WHAT IS EXPECTED
Select and copy each line of the items below that contains the string "duck".

Records from a dataset
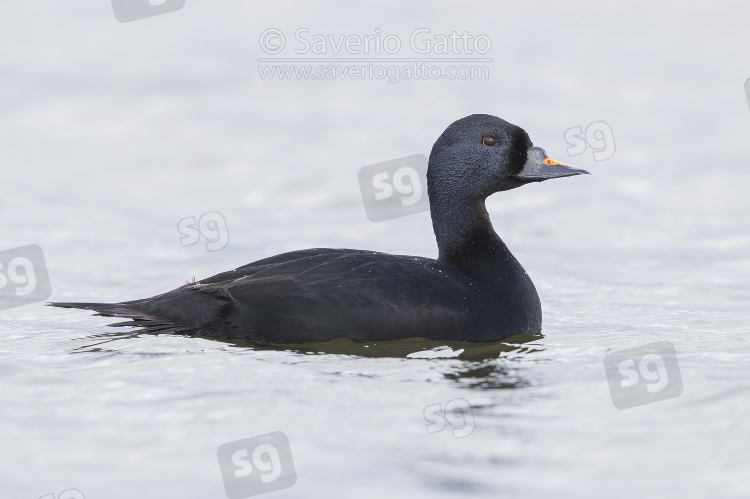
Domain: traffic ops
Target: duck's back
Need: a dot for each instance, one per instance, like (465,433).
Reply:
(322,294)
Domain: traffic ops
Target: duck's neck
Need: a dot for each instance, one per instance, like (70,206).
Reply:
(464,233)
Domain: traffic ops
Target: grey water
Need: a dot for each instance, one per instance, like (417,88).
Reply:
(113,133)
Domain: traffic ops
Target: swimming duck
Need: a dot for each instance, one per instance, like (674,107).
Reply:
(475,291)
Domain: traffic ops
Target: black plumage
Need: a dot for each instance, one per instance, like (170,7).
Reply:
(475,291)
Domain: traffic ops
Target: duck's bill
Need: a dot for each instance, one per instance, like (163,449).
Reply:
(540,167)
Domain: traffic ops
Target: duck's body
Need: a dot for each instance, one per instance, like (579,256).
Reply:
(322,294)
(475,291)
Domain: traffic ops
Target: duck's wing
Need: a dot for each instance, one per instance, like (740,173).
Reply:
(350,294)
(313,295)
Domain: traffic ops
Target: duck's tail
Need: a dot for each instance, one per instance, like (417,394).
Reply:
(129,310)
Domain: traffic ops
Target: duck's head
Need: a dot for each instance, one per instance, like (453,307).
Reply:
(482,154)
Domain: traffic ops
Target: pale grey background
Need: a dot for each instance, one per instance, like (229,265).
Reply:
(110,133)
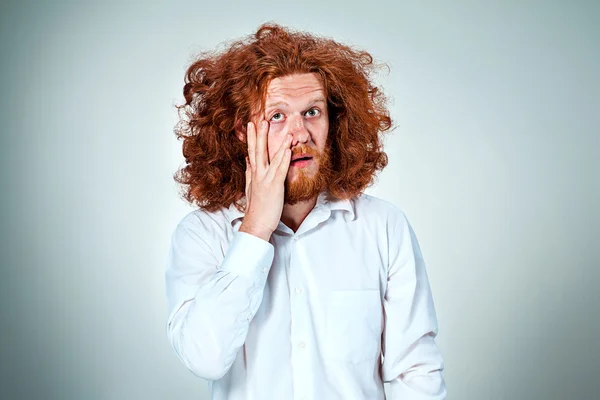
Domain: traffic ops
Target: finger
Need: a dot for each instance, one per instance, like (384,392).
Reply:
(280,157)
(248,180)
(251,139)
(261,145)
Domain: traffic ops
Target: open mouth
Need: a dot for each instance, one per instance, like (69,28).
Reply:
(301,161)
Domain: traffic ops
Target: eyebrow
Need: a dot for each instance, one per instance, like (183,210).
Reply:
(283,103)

SOLVED PROBLEM
Target: duck's back
Target: duck's neck
Target: swimming duck
Target: duck's bill
Target: duck's body
Target: duck's wing
Target: duck's tail
Target: duck's head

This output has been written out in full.